### Task directions:
Carry on the piece below about patient narratives in medical education, starting right after its last sentence.

### Passage for review:
Patient voices should play an integral role in healthcare professionals' education, according to an op-ed in BMJ written by researchers and a nonprofit leader.
The authors wrote patient narratives have not yet been fully integrated into medical education, which may be partly due to healthcare professionals' resistance to change. Yet patient narratives can provide unique insights that traditional medical educators cannot.
The authors identify three ways to better integrate patient narratives into education:
1. Embrace the subjective nature of narratives as a strength, not a weakness. Subjective stories can "inject reality, humor, passion and life" into what can sometimes be an "alienating environment" for patients and providers.
2. Make it easier for patients to share narratives and for educators to access them. Websites can provide open forums for patients to share their stories, and providers can simply ask patients about their experiences during appointments.

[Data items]
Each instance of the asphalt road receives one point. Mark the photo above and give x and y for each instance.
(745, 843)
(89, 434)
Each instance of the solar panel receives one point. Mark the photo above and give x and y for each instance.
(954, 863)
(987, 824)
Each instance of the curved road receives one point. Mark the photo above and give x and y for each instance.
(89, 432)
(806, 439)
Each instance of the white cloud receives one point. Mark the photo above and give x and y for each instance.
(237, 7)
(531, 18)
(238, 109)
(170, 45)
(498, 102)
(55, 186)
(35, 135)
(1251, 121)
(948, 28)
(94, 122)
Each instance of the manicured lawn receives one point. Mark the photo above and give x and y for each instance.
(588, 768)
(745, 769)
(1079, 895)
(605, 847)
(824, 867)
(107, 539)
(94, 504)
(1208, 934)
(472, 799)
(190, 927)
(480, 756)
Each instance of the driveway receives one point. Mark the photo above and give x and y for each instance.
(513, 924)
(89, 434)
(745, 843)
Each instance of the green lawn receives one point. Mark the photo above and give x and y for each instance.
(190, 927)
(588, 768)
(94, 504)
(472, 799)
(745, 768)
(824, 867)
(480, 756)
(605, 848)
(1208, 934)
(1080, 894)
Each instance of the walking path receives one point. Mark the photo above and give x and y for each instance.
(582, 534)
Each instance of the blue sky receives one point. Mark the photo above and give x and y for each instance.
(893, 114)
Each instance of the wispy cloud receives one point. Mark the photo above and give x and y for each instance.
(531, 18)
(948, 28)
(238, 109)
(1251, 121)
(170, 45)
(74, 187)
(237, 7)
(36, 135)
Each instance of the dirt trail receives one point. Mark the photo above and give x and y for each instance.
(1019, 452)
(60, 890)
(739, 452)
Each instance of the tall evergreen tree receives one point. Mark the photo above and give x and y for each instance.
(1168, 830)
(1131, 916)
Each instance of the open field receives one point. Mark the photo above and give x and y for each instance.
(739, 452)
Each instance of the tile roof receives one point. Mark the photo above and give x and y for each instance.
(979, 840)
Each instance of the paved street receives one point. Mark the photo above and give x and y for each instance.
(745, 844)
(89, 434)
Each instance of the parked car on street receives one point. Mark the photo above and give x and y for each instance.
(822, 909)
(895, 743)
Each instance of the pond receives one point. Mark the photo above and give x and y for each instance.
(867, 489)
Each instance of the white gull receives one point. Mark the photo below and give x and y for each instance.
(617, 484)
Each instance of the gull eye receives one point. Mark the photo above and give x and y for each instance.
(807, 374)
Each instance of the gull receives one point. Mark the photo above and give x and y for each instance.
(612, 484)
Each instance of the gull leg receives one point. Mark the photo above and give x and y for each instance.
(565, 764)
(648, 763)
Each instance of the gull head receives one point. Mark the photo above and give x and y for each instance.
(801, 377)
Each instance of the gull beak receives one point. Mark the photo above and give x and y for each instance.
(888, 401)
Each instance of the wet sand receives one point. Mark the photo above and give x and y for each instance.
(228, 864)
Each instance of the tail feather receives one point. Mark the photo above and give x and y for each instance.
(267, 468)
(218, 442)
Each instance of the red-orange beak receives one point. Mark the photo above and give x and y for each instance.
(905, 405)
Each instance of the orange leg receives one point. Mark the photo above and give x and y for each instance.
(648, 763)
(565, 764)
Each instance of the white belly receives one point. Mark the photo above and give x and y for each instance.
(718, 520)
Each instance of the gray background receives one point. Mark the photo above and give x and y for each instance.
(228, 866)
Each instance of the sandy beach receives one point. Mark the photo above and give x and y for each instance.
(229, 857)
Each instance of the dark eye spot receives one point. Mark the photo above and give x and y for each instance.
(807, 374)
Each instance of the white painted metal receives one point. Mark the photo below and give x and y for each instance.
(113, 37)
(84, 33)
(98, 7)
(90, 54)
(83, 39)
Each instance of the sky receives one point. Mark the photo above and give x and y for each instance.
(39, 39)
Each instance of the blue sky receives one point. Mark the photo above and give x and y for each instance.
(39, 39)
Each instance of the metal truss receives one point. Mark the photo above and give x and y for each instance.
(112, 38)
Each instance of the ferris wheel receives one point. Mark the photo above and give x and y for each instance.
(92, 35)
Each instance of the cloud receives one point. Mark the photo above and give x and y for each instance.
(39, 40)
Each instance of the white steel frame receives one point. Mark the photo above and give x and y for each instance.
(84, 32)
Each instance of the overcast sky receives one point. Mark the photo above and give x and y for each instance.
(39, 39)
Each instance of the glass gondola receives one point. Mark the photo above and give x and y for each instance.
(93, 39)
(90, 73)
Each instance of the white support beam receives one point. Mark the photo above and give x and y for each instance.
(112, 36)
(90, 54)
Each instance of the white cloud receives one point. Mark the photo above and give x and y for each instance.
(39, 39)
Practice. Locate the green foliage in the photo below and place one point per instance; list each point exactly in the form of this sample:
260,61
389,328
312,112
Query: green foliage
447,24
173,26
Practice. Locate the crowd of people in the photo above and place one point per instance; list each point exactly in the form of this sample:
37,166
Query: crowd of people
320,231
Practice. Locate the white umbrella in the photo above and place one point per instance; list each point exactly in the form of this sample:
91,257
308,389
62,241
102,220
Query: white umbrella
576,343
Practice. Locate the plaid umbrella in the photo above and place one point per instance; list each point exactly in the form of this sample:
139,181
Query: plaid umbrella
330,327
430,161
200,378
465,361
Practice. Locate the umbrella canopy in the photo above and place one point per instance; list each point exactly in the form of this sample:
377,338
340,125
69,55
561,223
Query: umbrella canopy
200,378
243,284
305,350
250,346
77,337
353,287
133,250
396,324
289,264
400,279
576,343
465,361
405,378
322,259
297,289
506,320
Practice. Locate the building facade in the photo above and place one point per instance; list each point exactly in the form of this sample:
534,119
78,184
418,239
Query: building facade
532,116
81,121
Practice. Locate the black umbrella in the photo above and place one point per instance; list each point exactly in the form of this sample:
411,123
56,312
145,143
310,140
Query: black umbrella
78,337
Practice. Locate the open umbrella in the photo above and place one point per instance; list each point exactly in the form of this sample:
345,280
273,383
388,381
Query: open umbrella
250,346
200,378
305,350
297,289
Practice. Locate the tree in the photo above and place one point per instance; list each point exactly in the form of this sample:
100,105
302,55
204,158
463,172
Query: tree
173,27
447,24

### Exercise output:
3. Remember that narratives are their own form of evidence, even if they are not driven by data. They are "a constructed version of reality, a permanent reminder of an encounter that left a lasting impression," the authors wrote.
The op-ed was contributed by Rebecca Baines, a research associate and PhD candidate at the University of Plymouth in Britain; Dr. Charlotte Denniston, a lecturer in work integrated learning at Melbourne Medical School in Australia; and James Munro, CEO of Care Opinion CIC, a nonprofit that supports online dialogue between providers and patients.